- [Coordinate annotation entries]
■ ■ ■ ■ ■ ■ ■
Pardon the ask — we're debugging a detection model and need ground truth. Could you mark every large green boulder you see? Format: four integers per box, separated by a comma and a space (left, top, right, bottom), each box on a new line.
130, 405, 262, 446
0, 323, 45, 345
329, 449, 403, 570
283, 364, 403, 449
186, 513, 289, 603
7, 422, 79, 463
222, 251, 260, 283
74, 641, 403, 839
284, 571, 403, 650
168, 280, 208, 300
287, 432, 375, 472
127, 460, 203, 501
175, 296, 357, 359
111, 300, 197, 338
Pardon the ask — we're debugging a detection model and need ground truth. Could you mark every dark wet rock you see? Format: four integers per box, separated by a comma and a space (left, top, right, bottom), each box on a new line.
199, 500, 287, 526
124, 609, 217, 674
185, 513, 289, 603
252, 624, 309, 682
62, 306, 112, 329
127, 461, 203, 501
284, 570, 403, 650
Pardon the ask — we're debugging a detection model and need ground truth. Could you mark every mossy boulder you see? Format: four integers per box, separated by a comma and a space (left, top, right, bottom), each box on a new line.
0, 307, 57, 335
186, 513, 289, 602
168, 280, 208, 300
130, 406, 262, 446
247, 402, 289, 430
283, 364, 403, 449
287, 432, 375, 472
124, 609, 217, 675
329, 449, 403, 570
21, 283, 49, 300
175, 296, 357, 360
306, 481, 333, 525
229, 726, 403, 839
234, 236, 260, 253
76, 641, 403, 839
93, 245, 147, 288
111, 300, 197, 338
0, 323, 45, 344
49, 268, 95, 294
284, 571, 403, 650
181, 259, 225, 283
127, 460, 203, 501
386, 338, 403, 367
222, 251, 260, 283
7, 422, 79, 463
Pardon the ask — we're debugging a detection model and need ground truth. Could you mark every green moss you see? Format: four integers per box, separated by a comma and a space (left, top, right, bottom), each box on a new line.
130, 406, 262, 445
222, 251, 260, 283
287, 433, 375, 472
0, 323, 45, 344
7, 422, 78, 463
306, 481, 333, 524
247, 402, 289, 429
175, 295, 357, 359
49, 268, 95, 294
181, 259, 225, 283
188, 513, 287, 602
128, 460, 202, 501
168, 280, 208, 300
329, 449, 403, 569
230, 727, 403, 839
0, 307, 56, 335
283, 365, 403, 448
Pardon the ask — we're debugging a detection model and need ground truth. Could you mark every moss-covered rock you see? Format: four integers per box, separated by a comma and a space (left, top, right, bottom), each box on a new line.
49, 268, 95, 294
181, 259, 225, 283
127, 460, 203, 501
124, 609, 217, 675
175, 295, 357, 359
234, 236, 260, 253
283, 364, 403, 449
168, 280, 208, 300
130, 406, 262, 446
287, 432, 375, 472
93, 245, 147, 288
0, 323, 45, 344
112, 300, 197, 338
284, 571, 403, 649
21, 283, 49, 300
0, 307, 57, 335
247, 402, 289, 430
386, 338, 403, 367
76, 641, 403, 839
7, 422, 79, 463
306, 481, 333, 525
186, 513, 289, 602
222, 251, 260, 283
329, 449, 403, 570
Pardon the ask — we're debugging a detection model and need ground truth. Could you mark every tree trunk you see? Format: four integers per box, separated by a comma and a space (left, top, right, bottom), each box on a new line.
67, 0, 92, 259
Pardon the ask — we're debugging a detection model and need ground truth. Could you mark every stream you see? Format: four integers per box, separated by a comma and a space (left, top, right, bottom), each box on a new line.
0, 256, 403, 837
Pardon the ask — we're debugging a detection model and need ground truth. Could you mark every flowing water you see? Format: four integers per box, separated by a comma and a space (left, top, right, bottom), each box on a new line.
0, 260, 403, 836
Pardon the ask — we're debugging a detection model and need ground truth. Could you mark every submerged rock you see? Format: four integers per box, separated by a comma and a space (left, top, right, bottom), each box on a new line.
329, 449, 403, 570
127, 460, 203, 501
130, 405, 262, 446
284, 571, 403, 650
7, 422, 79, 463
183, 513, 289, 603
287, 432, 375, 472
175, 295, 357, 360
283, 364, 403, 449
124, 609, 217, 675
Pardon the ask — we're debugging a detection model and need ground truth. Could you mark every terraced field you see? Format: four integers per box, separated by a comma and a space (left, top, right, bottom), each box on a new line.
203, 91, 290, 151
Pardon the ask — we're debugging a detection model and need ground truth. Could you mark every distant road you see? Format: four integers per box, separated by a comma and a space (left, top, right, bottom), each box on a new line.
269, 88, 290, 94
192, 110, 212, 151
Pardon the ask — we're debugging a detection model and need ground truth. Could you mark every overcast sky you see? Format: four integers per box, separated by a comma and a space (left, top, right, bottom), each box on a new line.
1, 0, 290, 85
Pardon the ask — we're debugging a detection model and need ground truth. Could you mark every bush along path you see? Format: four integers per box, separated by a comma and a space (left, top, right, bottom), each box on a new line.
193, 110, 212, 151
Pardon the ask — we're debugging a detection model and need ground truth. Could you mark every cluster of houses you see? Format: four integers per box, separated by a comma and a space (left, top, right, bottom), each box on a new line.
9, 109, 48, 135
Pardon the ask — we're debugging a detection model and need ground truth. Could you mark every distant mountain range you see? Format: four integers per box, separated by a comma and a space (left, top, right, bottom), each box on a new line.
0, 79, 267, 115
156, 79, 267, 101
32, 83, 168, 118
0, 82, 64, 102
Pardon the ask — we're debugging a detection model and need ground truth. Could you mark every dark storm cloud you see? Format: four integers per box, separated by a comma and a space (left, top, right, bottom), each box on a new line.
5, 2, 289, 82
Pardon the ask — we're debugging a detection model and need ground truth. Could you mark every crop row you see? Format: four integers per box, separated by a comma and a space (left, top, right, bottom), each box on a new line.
■ ■ ■ ■ ■ ■ ■
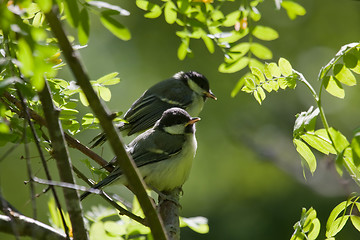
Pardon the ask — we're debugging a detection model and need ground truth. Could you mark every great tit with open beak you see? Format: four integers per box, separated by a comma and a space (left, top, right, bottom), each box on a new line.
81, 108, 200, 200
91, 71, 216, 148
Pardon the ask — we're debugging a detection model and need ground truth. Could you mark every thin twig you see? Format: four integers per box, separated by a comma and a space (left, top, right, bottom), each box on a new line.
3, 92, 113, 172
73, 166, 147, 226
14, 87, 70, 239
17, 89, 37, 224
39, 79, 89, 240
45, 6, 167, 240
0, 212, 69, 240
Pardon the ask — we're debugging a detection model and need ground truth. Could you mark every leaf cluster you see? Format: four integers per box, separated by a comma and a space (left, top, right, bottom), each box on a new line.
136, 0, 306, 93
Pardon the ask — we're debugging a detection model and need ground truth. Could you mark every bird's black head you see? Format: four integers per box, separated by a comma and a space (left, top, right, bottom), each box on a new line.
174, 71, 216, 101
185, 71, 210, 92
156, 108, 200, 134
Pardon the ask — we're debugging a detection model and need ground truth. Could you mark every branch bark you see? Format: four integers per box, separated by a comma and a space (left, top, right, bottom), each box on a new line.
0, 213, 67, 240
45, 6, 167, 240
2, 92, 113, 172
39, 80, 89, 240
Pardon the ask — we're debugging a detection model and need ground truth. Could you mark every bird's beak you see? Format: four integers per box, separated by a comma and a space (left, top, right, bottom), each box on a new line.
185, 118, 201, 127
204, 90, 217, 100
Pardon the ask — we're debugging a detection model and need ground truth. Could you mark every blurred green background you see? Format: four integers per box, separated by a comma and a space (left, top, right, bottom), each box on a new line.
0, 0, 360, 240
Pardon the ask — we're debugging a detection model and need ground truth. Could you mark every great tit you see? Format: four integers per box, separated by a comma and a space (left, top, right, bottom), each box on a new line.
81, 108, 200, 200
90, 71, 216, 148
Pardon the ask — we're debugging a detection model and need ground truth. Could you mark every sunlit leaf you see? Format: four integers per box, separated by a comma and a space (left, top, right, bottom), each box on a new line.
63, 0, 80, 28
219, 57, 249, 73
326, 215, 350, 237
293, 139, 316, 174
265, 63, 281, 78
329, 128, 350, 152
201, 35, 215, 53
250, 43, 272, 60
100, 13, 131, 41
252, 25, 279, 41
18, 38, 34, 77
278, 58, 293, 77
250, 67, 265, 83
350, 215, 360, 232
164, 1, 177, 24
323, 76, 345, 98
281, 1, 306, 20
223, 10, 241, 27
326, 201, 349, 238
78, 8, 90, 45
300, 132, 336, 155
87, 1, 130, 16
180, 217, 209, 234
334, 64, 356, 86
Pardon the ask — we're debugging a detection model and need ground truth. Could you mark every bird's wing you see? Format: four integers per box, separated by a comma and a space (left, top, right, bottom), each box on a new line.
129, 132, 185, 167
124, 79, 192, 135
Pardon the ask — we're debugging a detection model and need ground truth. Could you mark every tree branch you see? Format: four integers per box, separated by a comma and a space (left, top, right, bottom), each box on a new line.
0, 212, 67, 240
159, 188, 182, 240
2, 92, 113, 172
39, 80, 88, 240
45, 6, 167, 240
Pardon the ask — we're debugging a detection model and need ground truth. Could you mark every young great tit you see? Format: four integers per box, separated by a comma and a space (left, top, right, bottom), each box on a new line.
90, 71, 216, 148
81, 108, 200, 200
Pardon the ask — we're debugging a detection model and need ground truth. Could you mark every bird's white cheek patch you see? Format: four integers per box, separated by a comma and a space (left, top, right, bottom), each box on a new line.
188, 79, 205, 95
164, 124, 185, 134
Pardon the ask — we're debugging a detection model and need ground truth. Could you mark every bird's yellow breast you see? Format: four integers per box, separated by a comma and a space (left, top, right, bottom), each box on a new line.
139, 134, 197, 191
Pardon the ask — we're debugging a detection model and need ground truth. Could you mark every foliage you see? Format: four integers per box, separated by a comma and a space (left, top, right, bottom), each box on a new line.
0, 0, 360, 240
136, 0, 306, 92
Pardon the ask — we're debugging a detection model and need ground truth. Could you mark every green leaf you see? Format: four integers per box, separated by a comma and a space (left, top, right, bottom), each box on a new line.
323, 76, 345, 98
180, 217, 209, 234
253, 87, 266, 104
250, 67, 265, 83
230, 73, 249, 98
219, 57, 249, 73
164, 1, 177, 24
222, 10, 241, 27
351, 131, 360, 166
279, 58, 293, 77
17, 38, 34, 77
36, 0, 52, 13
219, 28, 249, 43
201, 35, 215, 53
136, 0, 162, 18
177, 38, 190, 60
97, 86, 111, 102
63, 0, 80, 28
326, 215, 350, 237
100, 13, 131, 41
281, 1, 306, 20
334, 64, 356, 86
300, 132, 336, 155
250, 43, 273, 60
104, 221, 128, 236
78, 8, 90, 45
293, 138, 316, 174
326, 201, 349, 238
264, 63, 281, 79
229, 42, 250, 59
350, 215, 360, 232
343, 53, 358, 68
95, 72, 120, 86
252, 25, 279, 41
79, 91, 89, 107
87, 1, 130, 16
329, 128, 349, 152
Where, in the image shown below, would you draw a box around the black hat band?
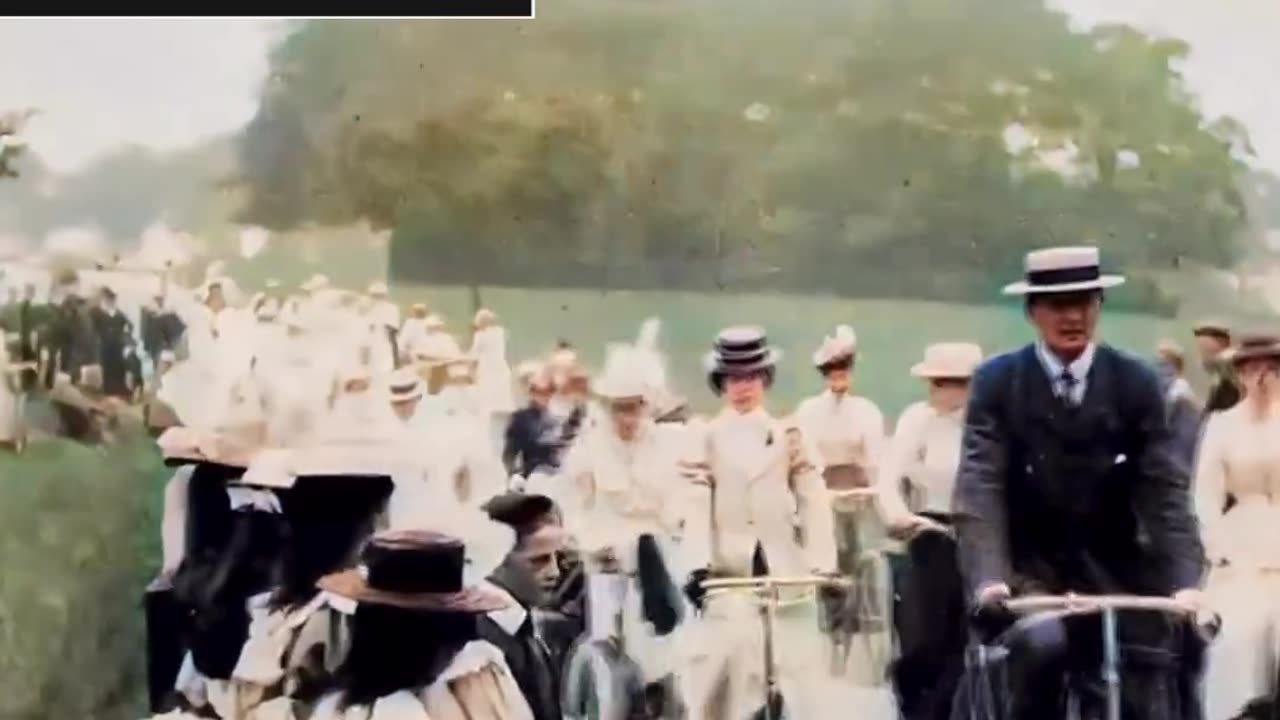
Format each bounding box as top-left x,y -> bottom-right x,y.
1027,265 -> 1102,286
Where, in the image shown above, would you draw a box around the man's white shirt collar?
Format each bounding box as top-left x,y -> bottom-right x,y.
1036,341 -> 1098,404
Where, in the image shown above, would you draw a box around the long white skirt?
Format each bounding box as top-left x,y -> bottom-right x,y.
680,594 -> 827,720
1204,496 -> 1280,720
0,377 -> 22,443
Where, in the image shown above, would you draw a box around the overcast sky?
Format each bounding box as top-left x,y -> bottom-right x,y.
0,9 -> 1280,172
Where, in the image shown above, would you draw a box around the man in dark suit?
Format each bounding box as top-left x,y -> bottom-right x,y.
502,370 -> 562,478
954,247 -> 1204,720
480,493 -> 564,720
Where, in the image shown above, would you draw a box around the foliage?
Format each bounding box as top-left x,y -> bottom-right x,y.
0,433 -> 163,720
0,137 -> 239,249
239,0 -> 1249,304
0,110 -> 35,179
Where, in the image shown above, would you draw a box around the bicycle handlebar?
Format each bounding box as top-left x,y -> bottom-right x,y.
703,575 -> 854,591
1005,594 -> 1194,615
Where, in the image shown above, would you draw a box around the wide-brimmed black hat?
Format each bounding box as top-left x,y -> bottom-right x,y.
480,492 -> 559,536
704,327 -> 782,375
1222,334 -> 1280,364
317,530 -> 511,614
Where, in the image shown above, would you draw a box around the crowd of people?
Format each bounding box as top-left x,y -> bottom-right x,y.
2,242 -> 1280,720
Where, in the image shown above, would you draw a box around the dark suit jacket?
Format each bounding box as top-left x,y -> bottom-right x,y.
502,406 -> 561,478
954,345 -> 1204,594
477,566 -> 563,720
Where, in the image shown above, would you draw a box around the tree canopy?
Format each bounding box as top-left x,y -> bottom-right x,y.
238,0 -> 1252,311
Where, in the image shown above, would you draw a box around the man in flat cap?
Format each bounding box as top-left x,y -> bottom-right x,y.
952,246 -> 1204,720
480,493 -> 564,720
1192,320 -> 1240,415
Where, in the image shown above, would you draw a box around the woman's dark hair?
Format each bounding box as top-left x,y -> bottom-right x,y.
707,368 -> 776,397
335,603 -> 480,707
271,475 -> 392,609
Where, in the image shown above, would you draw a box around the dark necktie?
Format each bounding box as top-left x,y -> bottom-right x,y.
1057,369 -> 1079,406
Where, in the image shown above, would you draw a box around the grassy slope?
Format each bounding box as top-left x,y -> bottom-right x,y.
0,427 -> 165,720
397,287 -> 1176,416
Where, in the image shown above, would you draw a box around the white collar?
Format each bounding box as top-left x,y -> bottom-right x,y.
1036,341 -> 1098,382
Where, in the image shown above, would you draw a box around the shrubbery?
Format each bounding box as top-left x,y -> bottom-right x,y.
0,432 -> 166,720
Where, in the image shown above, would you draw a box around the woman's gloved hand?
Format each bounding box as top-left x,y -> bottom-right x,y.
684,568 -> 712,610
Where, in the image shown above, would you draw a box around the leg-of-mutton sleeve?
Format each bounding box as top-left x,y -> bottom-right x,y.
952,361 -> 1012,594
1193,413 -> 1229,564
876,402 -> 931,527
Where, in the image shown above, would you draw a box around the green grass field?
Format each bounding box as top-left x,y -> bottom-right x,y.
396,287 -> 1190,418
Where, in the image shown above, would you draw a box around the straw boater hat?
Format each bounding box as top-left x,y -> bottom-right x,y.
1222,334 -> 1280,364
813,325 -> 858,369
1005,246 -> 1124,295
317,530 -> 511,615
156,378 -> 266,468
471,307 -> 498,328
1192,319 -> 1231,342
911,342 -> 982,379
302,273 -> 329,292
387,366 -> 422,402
■ ■ ■ ■ ■ ■ ■
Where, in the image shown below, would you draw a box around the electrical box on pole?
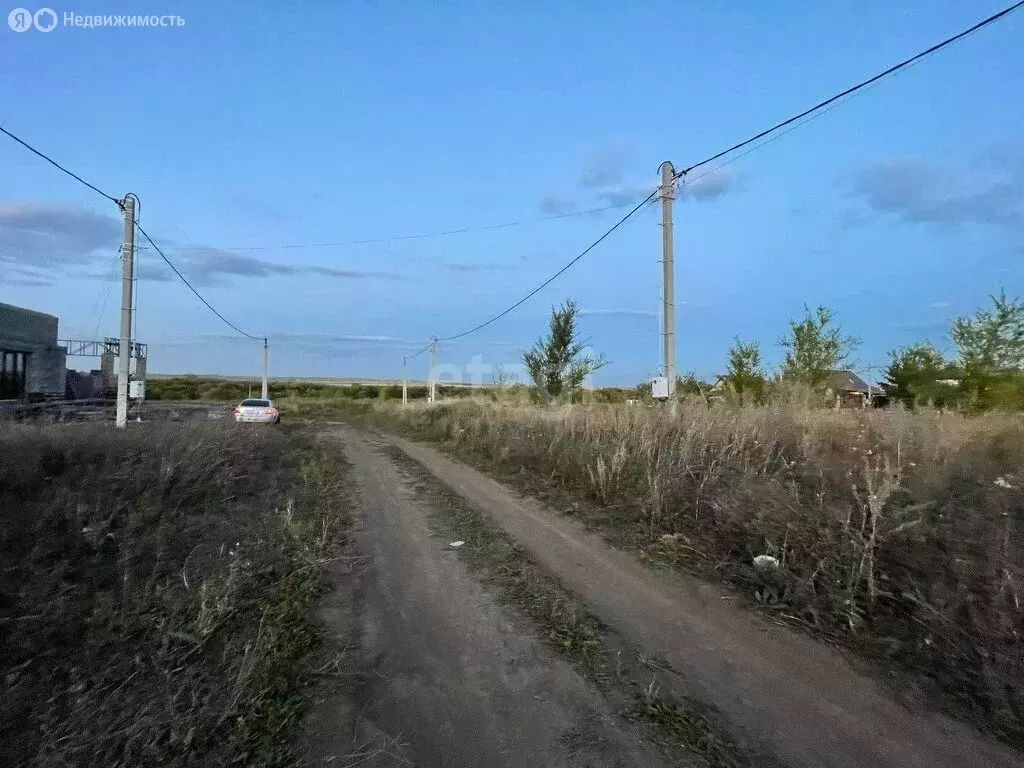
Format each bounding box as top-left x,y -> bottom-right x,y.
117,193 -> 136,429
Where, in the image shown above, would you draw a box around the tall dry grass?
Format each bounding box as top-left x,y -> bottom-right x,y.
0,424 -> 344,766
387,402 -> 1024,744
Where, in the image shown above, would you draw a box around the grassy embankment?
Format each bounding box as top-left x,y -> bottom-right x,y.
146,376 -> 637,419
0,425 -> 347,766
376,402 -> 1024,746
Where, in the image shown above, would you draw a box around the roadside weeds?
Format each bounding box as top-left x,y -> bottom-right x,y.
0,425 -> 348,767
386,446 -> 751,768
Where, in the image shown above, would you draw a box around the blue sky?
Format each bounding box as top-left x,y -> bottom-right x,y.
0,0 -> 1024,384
■ ■ ■ ■ ■ ■ ■
- [Task requirements] Reproduce the entries from the line with "every bird's white" to the line with "136, 0, 306, 92", both included, keeping each request line unchanged. Multiply every bounding-box coordinate by 1.65 and round to the nearest whole number, with halves rounded up.

- [Solution]
Pardon the ask — we're debugging a detection model and need ground truth. Could you mark every bird's white cheek patch you see? Format: four integers per box, separated by a comma and a space (left, top, right, bottom), each box on a new line.
310, 130, 338, 157
271, 205, 305, 221
Pardon the ask — we're debugging a detection model and need ground truth. Could you mark every bird's yellow breast you see? Format: four integers per box, separated by a comma and a space (left, top, right, bottom), each box on a new line.
229, 221, 325, 315
Pardon the ask — we're debugging a detection model and need ground truth. Could you mark every foliage you see? Format: four integers per box, separated by a comma and a space (left, top, right, bottom), each box on a new line.
0, 0, 594, 396
224, 0, 505, 152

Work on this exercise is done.